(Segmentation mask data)

========================================================================

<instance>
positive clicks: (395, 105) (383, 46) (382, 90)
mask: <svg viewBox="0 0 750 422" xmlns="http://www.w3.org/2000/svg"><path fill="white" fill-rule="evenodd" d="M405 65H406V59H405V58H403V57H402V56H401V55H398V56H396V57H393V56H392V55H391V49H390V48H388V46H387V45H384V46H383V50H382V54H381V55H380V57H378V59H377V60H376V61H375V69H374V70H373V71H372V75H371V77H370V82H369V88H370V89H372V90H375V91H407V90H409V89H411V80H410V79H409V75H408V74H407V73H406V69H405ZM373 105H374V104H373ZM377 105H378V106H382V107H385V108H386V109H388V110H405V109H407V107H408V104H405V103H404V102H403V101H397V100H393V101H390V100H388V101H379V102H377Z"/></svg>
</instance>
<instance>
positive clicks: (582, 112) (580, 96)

========================================================================

▶ INSTRUCTIONS TO FOLLOW:
Retype the entire listing above line by line, with every character unchanged.

▶ TASK RESULT:
<instance>
positive clicks: (395, 105) (383, 46) (382, 90)
mask: <svg viewBox="0 0 750 422" xmlns="http://www.w3.org/2000/svg"><path fill="white" fill-rule="evenodd" d="M405 65H406V59H405V58H403V57H402V56H401V55H398V56H396V57H393V56H392V55H391V49H390V48H388V46H387V45H384V46H383V50H382V54H381V55H380V57H378V59H377V60H376V61H375V69H374V70H373V71H372V75H371V77H370V82H369V88H370V89H372V90H375V91H407V90H409V89H411V80H410V79H409V75H408V74H407V73H406V69H405ZM373 105H374V104H373ZM377 105H378V106H382V107H385V108H386V109H388V110H405V109H407V107H408V104H405V103H404V102H403V101H397V100H393V101H390V100H388V101H379V102H377Z"/></svg>
</instance>
<instance>
positive clicks: (582, 112) (580, 96)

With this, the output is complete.